Small Farms and the Future of AgTech

Needs Assessment on Tools & Technology for Small Farms in the San Joaquin Valley of California

While agricultural technology has advanced rapidly, innovation has largely centered on large-scale, capital-intensive operations. Small farms – despite their outsized contribution to local economies, biodiversity, and food security – are often excluded from these advances. The gap between the tools available and those that are practical, affordable, and relevant for small-scale operations remains wide.

This report aims to fill that gap by identifying the specific technology needs of small-scale farmers in California’s San Joaquin Valley, examining barriers that limit or slow adoption, and offering actionable recommendations for policymakers, funders, technical assistance providers, and technology developers.

Report Objectives

Identify the top technology needs and priorities of small farms in the San Joaquin Valley.
Examine structural and practical barriers to technology development, access and adoption.
Highlight opportunities for investment, collaboration, and innovation that strengthen small farm resilience and sustainability.

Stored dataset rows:

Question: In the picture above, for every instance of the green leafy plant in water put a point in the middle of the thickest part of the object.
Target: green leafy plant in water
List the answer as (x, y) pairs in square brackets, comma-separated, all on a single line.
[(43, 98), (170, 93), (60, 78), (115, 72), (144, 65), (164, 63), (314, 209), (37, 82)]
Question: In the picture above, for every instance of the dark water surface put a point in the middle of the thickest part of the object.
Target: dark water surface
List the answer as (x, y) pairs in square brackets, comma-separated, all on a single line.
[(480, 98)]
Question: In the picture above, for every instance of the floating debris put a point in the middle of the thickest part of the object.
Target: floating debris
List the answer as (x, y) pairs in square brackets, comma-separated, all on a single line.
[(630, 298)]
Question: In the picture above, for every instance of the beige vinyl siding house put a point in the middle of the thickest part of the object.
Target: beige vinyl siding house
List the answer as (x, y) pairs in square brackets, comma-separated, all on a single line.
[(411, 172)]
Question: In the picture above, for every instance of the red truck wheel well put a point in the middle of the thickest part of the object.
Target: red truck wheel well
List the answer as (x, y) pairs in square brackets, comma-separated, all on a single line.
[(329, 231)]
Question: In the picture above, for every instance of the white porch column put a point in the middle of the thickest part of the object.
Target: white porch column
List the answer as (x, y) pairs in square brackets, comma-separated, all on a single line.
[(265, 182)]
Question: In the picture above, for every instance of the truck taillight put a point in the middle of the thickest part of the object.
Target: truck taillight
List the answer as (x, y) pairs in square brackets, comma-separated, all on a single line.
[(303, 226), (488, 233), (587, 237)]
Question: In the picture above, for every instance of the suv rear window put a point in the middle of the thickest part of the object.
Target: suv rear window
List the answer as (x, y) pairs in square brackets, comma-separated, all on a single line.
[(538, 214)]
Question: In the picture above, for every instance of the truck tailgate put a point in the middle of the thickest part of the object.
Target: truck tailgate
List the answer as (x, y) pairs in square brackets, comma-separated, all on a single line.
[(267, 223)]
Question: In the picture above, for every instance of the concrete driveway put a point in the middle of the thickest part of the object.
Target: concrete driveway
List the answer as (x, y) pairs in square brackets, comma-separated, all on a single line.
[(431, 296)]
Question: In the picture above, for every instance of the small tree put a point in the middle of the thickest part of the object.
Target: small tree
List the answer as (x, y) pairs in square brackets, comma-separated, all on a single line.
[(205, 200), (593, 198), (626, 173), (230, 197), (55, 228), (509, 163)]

TO DO:
[1] In the report on small farms and AgTech, what has innovation in agricultural technology largely centered on?
[2] Resume the report on small farms and AgTech, picking up after its last listed objective.
The rows come from a different source than the report on small farms and AgTech.

ANSWERS TO THE PROBLEMS:
[1] Large-scale, capital-intensive operations.

[2]
Provide recommendations to ensure agricultural technologies are appropriately scaled, accessible, and equitable.

Approach

Findings in this report draw from surveys, interviews, focus groups, and consultations with farmers, technical assistance providers, and subject-matter experts across the San Joaquin Valley.

Key Findings

Small farms in the San Joaquin Valley operate in a complex and resource-constrained environment, where economic pressures, ecological challenges, and regulatory requirements shape daily decisions. While a wide range of agricultural technologies exist globally and domestically, adoption among small farms remains limited – partly because suitable tools are not always available locally and partly because most are designed for large-scale operations rather than small, diversified systems.

Small Farms and The Future of AgTech

Priority Needs and Opportunities

The success of any agricultural technology depends as much on the systems that support farmers in accessing and using it as on the technology itself. Farmers consistently emphasized the need for accessible financing, trusted and bilingual technical support, reliable infrastructure, and transparent data practices.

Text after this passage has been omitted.